# Records for the task

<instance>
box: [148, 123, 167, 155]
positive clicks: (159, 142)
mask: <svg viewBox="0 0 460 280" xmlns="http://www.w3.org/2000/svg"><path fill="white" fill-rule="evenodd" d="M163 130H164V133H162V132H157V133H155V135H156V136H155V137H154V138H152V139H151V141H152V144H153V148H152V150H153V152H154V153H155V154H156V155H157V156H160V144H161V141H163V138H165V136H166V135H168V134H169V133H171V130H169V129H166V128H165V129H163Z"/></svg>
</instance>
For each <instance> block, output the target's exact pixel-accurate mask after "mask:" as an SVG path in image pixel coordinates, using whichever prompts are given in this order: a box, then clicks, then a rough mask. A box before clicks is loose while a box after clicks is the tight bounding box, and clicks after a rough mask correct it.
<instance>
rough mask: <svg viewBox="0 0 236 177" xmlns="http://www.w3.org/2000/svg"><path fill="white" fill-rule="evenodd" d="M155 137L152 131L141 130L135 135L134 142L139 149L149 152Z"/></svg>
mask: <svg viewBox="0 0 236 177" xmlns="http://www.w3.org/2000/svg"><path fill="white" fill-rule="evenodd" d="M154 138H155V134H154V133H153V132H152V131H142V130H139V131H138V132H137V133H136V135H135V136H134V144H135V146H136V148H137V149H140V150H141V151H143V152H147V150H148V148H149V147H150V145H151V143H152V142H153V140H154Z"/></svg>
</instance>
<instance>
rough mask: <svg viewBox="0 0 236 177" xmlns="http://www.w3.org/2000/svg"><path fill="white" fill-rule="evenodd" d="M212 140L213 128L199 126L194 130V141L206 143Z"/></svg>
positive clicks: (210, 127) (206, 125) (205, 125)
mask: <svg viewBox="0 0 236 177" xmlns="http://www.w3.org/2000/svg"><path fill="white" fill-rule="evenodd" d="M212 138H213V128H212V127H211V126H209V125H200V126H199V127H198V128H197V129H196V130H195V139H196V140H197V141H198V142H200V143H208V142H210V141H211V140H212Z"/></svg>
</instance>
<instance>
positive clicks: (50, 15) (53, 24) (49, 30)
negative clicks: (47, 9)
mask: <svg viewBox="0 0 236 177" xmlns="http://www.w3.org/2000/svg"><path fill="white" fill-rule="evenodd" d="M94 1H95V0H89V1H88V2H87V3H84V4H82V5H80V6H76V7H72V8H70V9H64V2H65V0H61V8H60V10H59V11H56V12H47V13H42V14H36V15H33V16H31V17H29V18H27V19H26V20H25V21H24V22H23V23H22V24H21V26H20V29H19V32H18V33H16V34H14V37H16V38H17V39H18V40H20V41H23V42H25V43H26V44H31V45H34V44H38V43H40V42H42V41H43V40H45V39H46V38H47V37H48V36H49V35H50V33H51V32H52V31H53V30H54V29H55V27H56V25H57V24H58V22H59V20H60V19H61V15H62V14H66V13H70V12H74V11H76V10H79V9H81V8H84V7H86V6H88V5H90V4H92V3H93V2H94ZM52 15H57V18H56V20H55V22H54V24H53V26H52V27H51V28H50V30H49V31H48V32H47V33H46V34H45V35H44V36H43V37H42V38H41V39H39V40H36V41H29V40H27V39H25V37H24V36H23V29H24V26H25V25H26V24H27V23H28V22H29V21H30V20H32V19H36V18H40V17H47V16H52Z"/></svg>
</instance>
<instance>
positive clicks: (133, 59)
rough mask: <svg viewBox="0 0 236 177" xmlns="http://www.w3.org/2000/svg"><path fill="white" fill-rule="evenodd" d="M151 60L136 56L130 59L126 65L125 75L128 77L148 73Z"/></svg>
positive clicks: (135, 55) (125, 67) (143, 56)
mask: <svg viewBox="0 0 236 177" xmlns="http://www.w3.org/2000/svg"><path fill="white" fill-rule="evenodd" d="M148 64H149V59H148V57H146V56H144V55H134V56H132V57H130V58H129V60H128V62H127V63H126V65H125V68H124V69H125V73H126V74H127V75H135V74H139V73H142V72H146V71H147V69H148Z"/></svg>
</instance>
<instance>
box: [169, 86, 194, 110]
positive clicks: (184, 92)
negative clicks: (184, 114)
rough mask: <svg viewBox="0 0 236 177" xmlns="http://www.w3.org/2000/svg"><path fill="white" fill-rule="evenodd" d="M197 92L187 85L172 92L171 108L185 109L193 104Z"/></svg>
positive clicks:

# Task
From the first record to the last, print each one exactly.

# Solution for this exercise
<instance>
box: [148, 123, 167, 155]
positive clicks: (159, 142)
mask: <svg viewBox="0 0 460 280" xmlns="http://www.w3.org/2000/svg"><path fill="white" fill-rule="evenodd" d="M163 130H164V133H162V132H157V133H155V135H156V136H155V137H154V138H152V139H151V141H152V144H153V148H152V150H153V152H154V153H155V154H156V155H157V156H160V144H161V141H163V138H165V136H166V135H168V134H169V133H171V130H169V129H166V128H165V129H163Z"/></svg>
</instance>
For each <instance> block, output the target's exact pixel-accurate mask after "mask:" as an SVG path in image pixel coordinates, using whichever prompts are given in this order: a box, then clicks, then a rough mask. A box before clicks is loose while a box after clicks is the tight bounding box, and clicks after a rough mask correct it.
<instance>
rough mask: <svg viewBox="0 0 236 177" xmlns="http://www.w3.org/2000/svg"><path fill="white" fill-rule="evenodd" d="M155 137L152 131L141 130L135 135L134 142L139 149L149 152Z"/></svg>
mask: <svg viewBox="0 0 236 177" xmlns="http://www.w3.org/2000/svg"><path fill="white" fill-rule="evenodd" d="M154 138H155V134H154V133H153V132H152V131H142V130H139V131H138V132H137V133H136V135H135V136H134V144H135V146H136V148H137V149H140V150H141V151H143V152H147V150H148V148H149V147H150V145H151V143H152V142H153V140H154Z"/></svg>
</instance>
<instance>
rough mask: <svg viewBox="0 0 236 177" xmlns="http://www.w3.org/2000/svg"><path fill="white" fill-rule="evenodd" d="M212 140L213 128L199 126L194 130V141L206 143Z"/></svg>
positive clicks: (210, 127) (206, 125) (205, 125)
mask: <svg viewBox="0 0 236 177" xmlns="http://www.w3.org/2000/svg"><path fill="white" fill-rule="evenodd" d="M212 138H213V128H212V127H211V126H209V125H200V126H199V127H198V128H197V129H196V130H195V139H196V140H197V141H198V142H200V143H208V142H210V141H211V140H212Z"/></svg>
</instance>
<instance>
positive clicks: (50, 15) (53, 24) (49, 30)
negative clicks: (47, 9)
mask: <svg viewBox="0 0 236 177" xmlns="http://www.w3.org/2000/svg"><path fill="white" fill-rule="evenodd" d="M94 1H95V0H89V1H88V2H87V3H84V4H82V5H80V6H76V7H72V8H70V9H64V2H65V0H61V8H60V10H59V11H56V12H47V13H42V14H36V15H33V16H31V17H29V18H27V19H26V20H25V21H24V22H23V23H22V24H21V26H20V29H19V32H18V33H16V34H14V37H16V38H17V39H18V40H20V41H23V42H25V43H26V44H31V45H34V44H38V43H40V42H42V41H43V40H45V39H46V38H47V37H48V36H49V35H50V33H51V32H52V31H53V30H54V29H55V27H56V25H57V24H58V22H59V20H60V19H61V15H62V14H66V13H70V12H74V11H76V10H79V9H81V8H84V7H86V6H88V5H90V4H92V3H93V2H94ZM52 15H57V18H56V20H55V22H54V24H53V26H52V27H51V28H50V30H49V31H48V32H47V33H46V34H45V35H44V36H43V37H42V38H41V39H39V40H36V41H29V40H27V39H25V37H24V36H23V29H24V26H25V25H26V24H27V23H28V22H29V21H30V20H32V19H36V18H40V17H47V16H52Z"/></svg>
</instance>
<instance>
positive clicks: (133, 59)
rough mask: <svg viewBox="0 0 236 177" xmlns="http://www.w3.org/2000/svg"><path fill="white" fill-rule="evenodd" d="M151 60L136 56L130 59L126 65L125 75L128 77L148 73Z"/></svg>
positive clicks: (135, 55) (125, 67) (143, 56)
mask: <svg viewBox="0 0 236 177" xmlns="http://www.w3.org/2000/svg"><path fill="white" fill-rule="evenodd" d="M148 64H149V59H148V57H146V56H144V55H134V56H132V57H130V58H129V60H128V62H127V63H126V65H125V68H124V69H125V73H126V74H127V75H135V74H139V73H142V72H146V71H147V69H148Z"/></svg>
</instance>
<instance>
box: [169, 86, 194, 110]
positive clicks: (184, 92)
negative clicks: (184, 114)
rough mask: <svg viewBox="0 0 236 177" xmlns="http://www.w3.org/2000/svg"><path fill="white" fill-rule="evenodd" d="M197 92L187 85L172 92L171 108L185 109L193 104Z"/></svg>
positive clicks:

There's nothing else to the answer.